[Data shown]
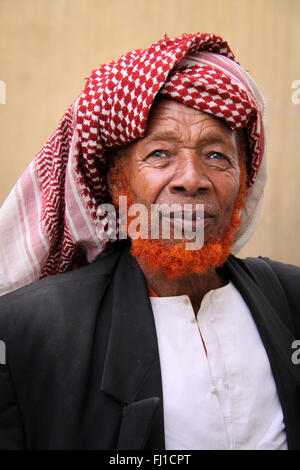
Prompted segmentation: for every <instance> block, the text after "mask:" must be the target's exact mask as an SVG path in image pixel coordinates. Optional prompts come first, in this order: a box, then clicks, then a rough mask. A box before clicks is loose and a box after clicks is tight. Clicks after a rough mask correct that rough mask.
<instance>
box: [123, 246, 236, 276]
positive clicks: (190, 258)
mask: <svg viewBox="0 0 300 470" xmlns="http://www.w3.org/2000/svg"><path fill="white" fill-rule="evenodd" d="M230 247H231V243H230V242H229V241H227V242H226V241H225V240H218V241H215V242H208V243H207V244H205V245H204V246H203V247H202V248H201V249H200V250H187V249H186V245H185V243H176V244H171V243H170V242H168V241H164V240H142V239H137V240H132V249H131V253H132V255H133V256H135V257H136V258H137V259H138V261H139V263H140V264H141V266H142V267H143V268H146V269H148V270H151V271H161V272H163V273H164V274H165V276H166V277H167V278H168V279H173V278H180V277H185V276H189V275H191V274H193V273H198V274H204V273H206V272H207V271H209V270H211V269H212V268H216V267H220V266H222V265H223V264H224V263H225V261H226V259H227V258H228V256H229V255H230Z"/></svg>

[Work task] Reproduce the records with every "rough mask" renamed to "coarse mask" and everything else kept unchanged, leaving out the pictures.

[Completed exercise]
Prompted segmentation: for every <instance> block, the text after "mask:" must be the target's exact mask as an SVG path in image pixel coordinates. Optional prompts come first, in this order: a box, then clicks, then a coarse mask. A box before clicks is loose and a box after clicks is tight. Clicks after a coarse mask correct that coarse mask.
<instance>
box: [123, 246, 236, 276]
positive clicks: (190, 258)
mask: <svg viewBox="0 0 300 470" xmlns="http://www.w3.org/2000/svg"><path fill="white" fill-rule="evenodd" d="M230 247H231V243H230V242H229V241H227V242H226V241H225V240H218V241H215V242H208V243H207V244H205V245H204V246H203V247H202V248H201V249H200V250H187V249H186V245H185V243H176V244H171V243H170V242H168V241H164V240H142V239H137V240H132V249H131V253H132V255H133V256H135V257H136V258H137V259H138V261H139V263H140V264H141V266H142V267H143V268H146V269H148V270H151V271H161V272H163V273H164V274H165V276H166V277H167V278H168V279H173V278H180V277H185V276H189V275H191V274H193V273H198V274H204V273H206V272H207V271H209V270H211V269H212V268H216V267H220V266H222V265H223V264H224V263H225V261H226V259H227V258H228V256H229V255H230Z"/></svg>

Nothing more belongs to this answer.